** DOCUMENT EXCERPT **
<<<<
18. The hearing was on the assumption that the purpose of joining Gnutti to proceedings was to avoid the risk of inconsistent findings if Gnutti were later to take separate proceedings against HMRC. This raises two separate strands:
· Whether there is a possibility of separate proceedings raising the same issues;
· And if there is, whether joining Gnutti would bring the doctrine of res judicata and/or abuse of process into play so that Gnutti would be estopped from arguing a case in those separate proceedings which was inconsistent with findings made in this appeal (whether ultimately determined at FTT level or on appeal).
19. The appellant considers that, looking at it from HMRC’s point of view, HMRC is fully protected and there is no need for Gnutti Carlo to be joined to these proceedings. The appellant’s position is that there is no loss to HMRC if the appellant’s s 80 claim is paid: HMRC repays the appellant, the appellant has (it says) repaid Gnutti Carlo under the SAR; Gnutti Carlo repays HMRC when it satisfies the assessment. And if HMRC wins this appeal and is held not to be liable to repay the appellant then, if it enforces the assessment against Gnutti Carlo, it stands to make a profit and actually be unjustly enriched rather than vice versa. Either way, the appellant sees no reason why it benefits HMRC to add Gnutti Carlo to this appeal.
>>>>
** REQUIRED WORK **
1) From the passage on joining Gnutti to the proceedings, reproduce the text between "18. The hearing" and "or on appeal).", inclusive.
2) Answer these questions from the passage on joining Gnutti to the proceedings:
(a) What did the hearing assume was the purpose of joining Gnutti?
(b) Under what arrangement does the appellant say it has repaid Gnutti Carlo?
(c) According to the appellant, what would follow if HMRC won this appeal and then enforced the assessment against Gnutti Carlo?

** DATA PROVIDED **
<<<<
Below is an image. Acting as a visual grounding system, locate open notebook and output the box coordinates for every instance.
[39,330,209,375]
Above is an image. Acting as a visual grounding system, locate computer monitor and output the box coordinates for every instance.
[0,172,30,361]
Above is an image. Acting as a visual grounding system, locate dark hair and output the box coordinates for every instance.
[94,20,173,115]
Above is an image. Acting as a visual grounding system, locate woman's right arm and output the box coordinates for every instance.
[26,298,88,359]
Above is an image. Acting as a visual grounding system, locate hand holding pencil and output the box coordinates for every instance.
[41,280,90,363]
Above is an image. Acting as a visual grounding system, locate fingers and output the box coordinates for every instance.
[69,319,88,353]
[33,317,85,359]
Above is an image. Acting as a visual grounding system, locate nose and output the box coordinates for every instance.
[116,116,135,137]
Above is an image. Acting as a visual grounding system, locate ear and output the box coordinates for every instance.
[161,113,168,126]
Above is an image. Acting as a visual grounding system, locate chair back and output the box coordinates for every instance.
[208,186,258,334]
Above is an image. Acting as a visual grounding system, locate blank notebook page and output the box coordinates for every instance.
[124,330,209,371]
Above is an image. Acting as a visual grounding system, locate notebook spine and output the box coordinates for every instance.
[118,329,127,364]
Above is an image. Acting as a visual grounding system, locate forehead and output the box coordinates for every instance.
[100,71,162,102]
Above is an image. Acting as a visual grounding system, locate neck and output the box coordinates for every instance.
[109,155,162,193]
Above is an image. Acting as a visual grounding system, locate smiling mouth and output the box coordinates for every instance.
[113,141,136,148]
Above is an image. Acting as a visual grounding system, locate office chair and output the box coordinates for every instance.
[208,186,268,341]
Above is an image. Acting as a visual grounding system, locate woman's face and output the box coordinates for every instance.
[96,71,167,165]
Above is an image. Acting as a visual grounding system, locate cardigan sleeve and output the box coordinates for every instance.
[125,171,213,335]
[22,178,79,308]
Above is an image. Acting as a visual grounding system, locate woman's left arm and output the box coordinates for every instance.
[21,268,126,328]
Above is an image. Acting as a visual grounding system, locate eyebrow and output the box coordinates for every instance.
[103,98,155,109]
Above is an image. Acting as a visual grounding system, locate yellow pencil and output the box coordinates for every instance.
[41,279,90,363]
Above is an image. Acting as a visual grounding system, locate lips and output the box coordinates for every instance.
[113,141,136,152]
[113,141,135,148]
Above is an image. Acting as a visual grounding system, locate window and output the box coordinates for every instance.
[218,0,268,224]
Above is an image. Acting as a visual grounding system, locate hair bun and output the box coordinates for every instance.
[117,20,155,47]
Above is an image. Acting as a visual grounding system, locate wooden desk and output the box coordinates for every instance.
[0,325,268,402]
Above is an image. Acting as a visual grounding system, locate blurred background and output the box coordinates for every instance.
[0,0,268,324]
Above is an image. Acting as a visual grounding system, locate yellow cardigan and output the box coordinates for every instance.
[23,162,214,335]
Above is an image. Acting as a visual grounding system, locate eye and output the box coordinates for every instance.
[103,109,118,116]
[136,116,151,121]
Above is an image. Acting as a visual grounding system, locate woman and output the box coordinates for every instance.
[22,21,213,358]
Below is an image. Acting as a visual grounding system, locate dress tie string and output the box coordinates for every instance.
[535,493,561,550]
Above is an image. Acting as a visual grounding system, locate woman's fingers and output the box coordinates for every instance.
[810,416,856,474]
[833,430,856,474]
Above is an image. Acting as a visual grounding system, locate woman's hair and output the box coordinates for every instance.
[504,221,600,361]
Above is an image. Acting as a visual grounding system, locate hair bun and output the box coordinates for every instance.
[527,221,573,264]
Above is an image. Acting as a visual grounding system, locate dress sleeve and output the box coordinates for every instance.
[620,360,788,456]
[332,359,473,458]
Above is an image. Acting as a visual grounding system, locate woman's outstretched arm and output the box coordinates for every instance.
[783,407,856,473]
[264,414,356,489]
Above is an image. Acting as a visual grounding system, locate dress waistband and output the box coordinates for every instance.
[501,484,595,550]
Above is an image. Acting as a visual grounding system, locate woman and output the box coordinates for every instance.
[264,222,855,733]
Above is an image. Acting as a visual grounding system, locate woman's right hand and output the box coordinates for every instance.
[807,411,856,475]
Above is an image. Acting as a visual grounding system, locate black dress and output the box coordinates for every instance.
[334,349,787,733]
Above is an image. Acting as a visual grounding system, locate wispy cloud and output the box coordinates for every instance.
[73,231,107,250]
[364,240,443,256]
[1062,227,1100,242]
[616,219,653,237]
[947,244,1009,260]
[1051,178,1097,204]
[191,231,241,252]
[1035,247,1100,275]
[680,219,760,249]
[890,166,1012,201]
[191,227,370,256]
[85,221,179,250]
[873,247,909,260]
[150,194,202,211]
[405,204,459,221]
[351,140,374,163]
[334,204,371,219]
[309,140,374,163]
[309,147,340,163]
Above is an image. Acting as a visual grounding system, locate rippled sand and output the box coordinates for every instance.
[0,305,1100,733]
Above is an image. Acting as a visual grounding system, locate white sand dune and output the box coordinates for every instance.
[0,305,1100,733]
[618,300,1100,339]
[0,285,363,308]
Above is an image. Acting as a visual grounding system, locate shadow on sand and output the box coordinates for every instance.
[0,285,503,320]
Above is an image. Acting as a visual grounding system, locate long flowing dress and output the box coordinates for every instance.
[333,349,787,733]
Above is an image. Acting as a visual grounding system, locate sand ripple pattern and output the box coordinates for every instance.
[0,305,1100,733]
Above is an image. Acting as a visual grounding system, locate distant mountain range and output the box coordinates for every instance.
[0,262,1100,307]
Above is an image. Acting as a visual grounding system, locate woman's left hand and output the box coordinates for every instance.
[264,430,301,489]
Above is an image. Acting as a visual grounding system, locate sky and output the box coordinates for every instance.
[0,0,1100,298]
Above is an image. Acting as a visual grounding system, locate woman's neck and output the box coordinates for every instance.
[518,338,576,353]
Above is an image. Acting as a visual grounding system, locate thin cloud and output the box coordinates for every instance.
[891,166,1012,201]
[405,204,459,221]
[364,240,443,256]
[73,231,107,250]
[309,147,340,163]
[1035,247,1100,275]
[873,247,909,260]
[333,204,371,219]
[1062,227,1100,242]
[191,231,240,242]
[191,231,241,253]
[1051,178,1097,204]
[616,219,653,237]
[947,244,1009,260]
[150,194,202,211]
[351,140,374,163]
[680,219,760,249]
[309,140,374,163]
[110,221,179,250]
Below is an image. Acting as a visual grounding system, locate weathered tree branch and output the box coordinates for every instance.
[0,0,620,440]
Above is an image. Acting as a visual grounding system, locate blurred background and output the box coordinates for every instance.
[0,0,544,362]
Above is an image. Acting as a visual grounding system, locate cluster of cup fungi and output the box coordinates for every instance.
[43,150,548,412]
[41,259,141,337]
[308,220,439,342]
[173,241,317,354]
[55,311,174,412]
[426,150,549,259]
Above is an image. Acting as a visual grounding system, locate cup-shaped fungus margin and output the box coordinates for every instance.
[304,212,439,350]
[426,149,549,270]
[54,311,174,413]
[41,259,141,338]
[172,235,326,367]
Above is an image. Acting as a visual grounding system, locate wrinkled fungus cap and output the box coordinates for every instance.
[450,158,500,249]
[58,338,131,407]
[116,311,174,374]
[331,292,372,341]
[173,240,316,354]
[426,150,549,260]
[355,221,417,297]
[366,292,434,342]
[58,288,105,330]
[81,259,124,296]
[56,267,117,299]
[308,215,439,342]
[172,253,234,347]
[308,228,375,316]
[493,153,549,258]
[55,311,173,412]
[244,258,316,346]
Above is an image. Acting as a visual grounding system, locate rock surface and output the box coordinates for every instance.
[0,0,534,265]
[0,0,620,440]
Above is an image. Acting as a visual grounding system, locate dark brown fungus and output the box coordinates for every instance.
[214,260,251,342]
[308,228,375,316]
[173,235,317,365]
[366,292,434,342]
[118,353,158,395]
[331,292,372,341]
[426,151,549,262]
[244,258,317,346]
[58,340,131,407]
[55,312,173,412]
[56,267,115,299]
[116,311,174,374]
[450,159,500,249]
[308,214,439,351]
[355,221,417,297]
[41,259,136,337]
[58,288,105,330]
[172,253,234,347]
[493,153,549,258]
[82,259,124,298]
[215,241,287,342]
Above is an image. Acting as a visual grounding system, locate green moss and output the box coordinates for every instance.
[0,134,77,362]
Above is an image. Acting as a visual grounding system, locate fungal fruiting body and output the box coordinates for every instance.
>>>>
** ANSWERS FOR THE TASKS **
1)
18. The hearing was on the assumption that the purpose of joining Gnutti to proceedings was to avoid the risk of inconsistent findings if Gnutti were later to take separate proceedings against HMRC. This raises two separate strands:
· Whether there is a possibility of separate proceedings raising the same issues;
· And if there is, whether joining Gnutti would bring the doctrine of res judicata and/or abuse of process into play so that Gnutti would be estopped from arguing a case in those separate proceedings which was inconsistent with findings made in this appeal (whether ultimately determined at FTT level or on appeal).

2)
(a) To avoid the risk of inconsistent findings if Gnutti were later to take separate proceedings against HMRC.
(b) The SAR.
(c) HMRC would stand to make a profit and actually be unjustly enriched.